[Given exercise]: Copy out the text of each item below word for word, leaving out the pictures.

Photo-based point labeling data
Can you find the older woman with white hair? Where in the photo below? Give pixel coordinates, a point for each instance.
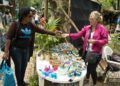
(95, 37)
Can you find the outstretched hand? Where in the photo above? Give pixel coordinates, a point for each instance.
(6, 55)
(58, 33)
(64, 35)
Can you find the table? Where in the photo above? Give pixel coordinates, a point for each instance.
(41, 64)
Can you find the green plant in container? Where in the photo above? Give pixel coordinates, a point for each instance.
(47, 41)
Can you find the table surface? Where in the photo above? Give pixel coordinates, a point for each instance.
(61, 78)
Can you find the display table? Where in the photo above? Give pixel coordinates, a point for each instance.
(72, 71)
(40, 65)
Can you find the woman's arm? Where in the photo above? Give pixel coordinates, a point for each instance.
(104, 38)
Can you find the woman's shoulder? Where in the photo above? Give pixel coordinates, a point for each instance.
(87, 26)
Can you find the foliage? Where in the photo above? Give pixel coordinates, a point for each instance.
(33, 81)
(107, 4)
(115, 42)
(52, 23)
(47, 41)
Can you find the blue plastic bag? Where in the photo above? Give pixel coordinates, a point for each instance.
(8, 79)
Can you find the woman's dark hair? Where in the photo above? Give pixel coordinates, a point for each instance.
(23, 12)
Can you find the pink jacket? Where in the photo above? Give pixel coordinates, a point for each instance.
(100, 35)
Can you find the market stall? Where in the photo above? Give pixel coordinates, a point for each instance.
(61, 64)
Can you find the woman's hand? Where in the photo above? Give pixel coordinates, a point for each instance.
(6, 55)
(58, 33)
(64, 35)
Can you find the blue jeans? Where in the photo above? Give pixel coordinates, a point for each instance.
(20, 59)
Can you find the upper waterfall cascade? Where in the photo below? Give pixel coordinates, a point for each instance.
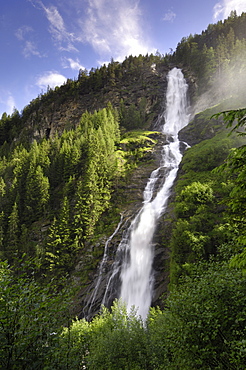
(132, 267)
(136, 273)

[Written reply]:
Can you find the older woman with white hair? Where in the photo below? Give pixel coordinates, a point for each instance.
(95, 37)
Can you find the outstretched hand? Where in the photo above? Give pixel coordinates, a point for each instance.
(6, 55)
(58, 33)
(64, 35)
Can you find the table? Where in the photo above? Give pixel coordinates, a point for each instance.
(41, 64)
Can you find the green plant in container? Where in the photo above? Give pixel coordinates, a point for each instance.
(47, 41)
Can you find the table surface? Where in the photo above? Give pixel coordinates, a point for each instance.
(61, 78)
Can you find the display table? Where in the photo above? Give pixel coordinates, a point for each instance.
(72, 71)
(40, 65)
Can you find the woman's arm? Where in the photo above? Give pixel coordinates, a point for each instance.
(104, 38)
Can you find the woman's shoulder? Where in the photo above? Give pixel coordinates, a point for each instance.
(87, 26)
Can you find the foliage? Where in the photo above? Give pixel coordinates, a point for each instance.
(33, 81)
(107, 4)
(115, 42)
(52, 23)
(47, 41)
Can you find the blue plastic bag? Where in the photo above? Give pixel coordinates, a point for each instance.
(8, 79)
Can you find the woman's dark hair? Where in the photo above? Give pixel coordinates, a point for each instance.
(23, 12)
Can you find the pink jacket? Where in the photo above? Give pixel coordinates, a point for each instance.
(100, 35)
Can you find the market stall? Where in the photo above? Give pixel coordinates, a point for each instance.
(61, 64)
Can you find the woman's hand? Where in the photo above? Give pixel coordinates, a point for each instance.
(6, 55)
(58, 33)
(64, 35)
Can you find the blue jeans? Where in the photo above? Give pixel coordinates, a point for each instance.
(20, 59)
Can you find the upper waterfall cascade? Where in the photo below? Give pixel coordinates, a point for each instance.
(132, 267)
(136, 273)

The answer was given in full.